* begin RECORD SET *

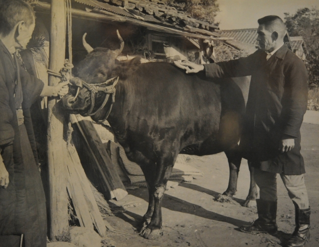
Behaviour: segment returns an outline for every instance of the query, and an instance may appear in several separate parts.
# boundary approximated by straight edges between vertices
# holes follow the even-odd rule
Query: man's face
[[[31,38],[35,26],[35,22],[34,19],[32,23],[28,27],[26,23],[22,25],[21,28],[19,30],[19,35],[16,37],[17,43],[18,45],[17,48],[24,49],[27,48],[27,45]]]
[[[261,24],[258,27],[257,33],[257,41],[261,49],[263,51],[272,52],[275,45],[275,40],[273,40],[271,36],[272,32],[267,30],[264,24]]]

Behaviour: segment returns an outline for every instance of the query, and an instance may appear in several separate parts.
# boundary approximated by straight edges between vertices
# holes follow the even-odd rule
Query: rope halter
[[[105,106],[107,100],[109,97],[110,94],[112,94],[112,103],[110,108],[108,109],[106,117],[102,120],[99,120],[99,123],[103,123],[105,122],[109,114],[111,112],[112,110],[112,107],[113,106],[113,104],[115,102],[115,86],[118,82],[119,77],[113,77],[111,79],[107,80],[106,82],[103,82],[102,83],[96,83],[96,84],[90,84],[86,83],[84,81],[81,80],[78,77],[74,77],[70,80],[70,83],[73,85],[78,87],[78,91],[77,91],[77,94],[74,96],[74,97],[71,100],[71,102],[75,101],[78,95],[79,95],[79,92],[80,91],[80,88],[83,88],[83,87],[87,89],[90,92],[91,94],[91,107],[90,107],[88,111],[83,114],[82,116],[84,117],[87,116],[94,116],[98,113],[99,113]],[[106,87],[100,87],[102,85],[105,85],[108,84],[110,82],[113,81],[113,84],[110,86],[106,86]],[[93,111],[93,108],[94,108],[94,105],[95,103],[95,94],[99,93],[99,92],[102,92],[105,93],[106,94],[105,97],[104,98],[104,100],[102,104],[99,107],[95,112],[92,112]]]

* end RECORD SET *

**REQUIREMENT:**
Scale the rows above by 2.3 by writing out all their lines again, requests included, with every polygon vertex coordinate in the answers multiplied by 2.3 and rounded to a whole number, halves rounded up. Leave the pictures out of your answer.

**WRITTEN ANSWER:**
Behaviour: segment returns an outline for every instance of the query, and an instance may appear in several separate parts.
# boundary approximated by straight edges between vertices
# holes follow the even-odd rule
Query: man's face
[[[71,87],[81,60],[81,51],[78,44],[74,53],[64,62],[60,53],[51,58],[48,64],[44,69],[44,81],[37,85],[39,99],[41,104],[39,110],[55,113],[62,110],[62,104]]]
[[[600,55],[593,62],[591,76],[591,94],[600,113],[605,117],[626,120],[633,104],[633,92],[628,92],[623,83],[626,74],[614,69],[607,55]]]

Behaviour: segment returns an outline for every instance of the query, and an instance may appear in several separate parts.
# boundary approximated by straight edges between vertices
# holes follow the even-odd rule
Query: rope halter
[[[242,244],[246,230],[251,223],[253,216],[258,216],[258,237],[253,248],[248,251],[244,269],[235,276],[228,276],[228,283],[237,283],[242,281],[251,262],[255,258],[258,253],[258,246],[260,244],[260,239],[265,235],[265,198],[271,189],[274,177],[260,177],[255,182],[246,184],[244,189],[237,189],[235,191],[221,191],[221,193],[207,193],[198,191],[193,186],[186,184],[179,177],[170,177],[161,184],[161,191],[168,196],[179,200],[179,209],[177,209],[177,216],[170,221],[170,223],[163,230],[163,235],[173,232],[179,219],[182,219],[182,212],[184,209],[184,202],[191,202],[191,200],[200,205],[207,212],[209,216],[209,246],[207,246],[202,255],[191,262],[189,267],[193,269],[200,267],[216,267],[225,260],[228,260]],[[244,200],[230,200],[235,196],[242,196],[248,193],[253,189],[260,186],[260,193],[253,198],[244,198]],[[214,255],[214,248],[216,248],[216,242],[219,237],[219,216],[228,214],[228,212],[235,212],[242,214],[244,216],[242,223],[239,225],[239,230],[235,239],[228,246],[219,258],[212,258]]]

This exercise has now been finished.